──────── SOURCE ────────

# Horse jumping with chest cam.



## Sunny (Mar 26, 2010)

I got linked to this while watching helmet cam videos and thought it was very interesting! Apparently it is attached to a breast plate.


----------



## MIEventer (Feb 15, 2009)

Now that's pretty cool! I am - to be honest, very BORED of the helmet cam. Over done, over used - blah. The chest cam is a nice new perspective.


----------



## Gidget (Jan 19, 2010)

I love it!


----------



## csimkunas6 (Apr 18, 2010)

Very neat! Thanks for sharing that video!


----------



## Sunny (Mar 26, 2010)

csimkunas6 said:


> Very neat! Thanks for sharing that video!


Sure thing!

Glad I wasn't the only one who thought it was cool!
_Posted via Mobile Device_


----------



## ItzKayley (Jun 8, 2011)

Wow!
_Posted via Mobile Device_


----------



## AngieLee (Feb 20, 2011)

thats pretty cool


----------



## VanillaBean (Oct 19, 2008)

────────

TASK LIST:
a) Name every distinct username that heads a post in the chest cam thread, listing each one once.
b) In the rows, write out the stretch from the line containing "Where can the weathered" through the line containing "column 37, row 325" with "weathered concrete surface" changed to "cracked concrete surface". Give only those lines.

──────── DATASET RECORDS ────────

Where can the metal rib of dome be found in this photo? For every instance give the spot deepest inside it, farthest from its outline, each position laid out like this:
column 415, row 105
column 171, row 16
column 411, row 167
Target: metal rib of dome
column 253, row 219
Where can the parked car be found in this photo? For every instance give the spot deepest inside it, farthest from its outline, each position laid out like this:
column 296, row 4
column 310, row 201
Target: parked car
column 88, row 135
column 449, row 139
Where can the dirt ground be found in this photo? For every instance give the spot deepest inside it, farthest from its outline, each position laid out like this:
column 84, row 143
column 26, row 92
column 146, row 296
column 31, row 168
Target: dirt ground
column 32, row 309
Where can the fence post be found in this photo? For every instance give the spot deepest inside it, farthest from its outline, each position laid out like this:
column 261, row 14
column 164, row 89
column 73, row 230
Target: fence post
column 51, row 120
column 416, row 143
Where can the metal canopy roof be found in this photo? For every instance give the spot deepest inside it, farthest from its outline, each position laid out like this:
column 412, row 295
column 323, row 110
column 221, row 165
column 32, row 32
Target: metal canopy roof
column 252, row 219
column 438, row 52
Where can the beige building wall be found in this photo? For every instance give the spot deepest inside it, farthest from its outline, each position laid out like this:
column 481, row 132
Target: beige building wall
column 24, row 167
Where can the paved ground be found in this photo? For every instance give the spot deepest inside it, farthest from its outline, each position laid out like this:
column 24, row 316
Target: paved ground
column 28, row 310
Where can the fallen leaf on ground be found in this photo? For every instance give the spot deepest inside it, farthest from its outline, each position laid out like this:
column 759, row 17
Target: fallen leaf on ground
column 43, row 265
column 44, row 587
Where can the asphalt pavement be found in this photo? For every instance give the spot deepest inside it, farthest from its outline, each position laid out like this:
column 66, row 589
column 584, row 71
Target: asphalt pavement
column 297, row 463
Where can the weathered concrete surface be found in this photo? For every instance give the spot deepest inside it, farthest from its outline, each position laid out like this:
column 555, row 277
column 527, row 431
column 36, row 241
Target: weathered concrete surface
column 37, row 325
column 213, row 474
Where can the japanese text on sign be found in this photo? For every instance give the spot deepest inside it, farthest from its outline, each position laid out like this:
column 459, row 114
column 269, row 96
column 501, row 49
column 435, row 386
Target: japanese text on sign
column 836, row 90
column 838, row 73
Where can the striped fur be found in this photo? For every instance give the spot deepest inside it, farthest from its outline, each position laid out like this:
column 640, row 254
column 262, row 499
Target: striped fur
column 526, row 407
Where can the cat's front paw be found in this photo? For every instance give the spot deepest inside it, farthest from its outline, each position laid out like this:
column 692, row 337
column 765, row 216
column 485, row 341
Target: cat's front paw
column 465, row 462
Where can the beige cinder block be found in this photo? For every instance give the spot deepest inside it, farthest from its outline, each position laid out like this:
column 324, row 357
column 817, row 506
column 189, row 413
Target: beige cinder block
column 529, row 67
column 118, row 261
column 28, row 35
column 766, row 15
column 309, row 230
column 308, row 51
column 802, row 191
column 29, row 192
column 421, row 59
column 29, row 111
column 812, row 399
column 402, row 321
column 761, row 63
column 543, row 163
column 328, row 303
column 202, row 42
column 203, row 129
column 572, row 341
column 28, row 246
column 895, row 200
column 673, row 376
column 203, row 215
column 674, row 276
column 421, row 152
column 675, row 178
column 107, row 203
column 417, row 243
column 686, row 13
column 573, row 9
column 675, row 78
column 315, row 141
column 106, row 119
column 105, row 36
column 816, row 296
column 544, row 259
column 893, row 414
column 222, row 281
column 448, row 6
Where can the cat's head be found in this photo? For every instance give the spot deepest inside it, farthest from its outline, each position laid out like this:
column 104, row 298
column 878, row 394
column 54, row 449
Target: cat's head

────────

RESULTS FOR EACH TASK:
a) Sunny, MIEventer, Gidget, csimkunas6, ItzKayley, AngieLee, VanillaBean

b)
Where can the cracked concrete surface be found in this photo? For every instance give the spot deepest inside it, farthest from its outline, each position laid out like this:
column 555, row 277
column 527, row 431
column 36, row 241
Target: cracked concrete surface
column 37, row 325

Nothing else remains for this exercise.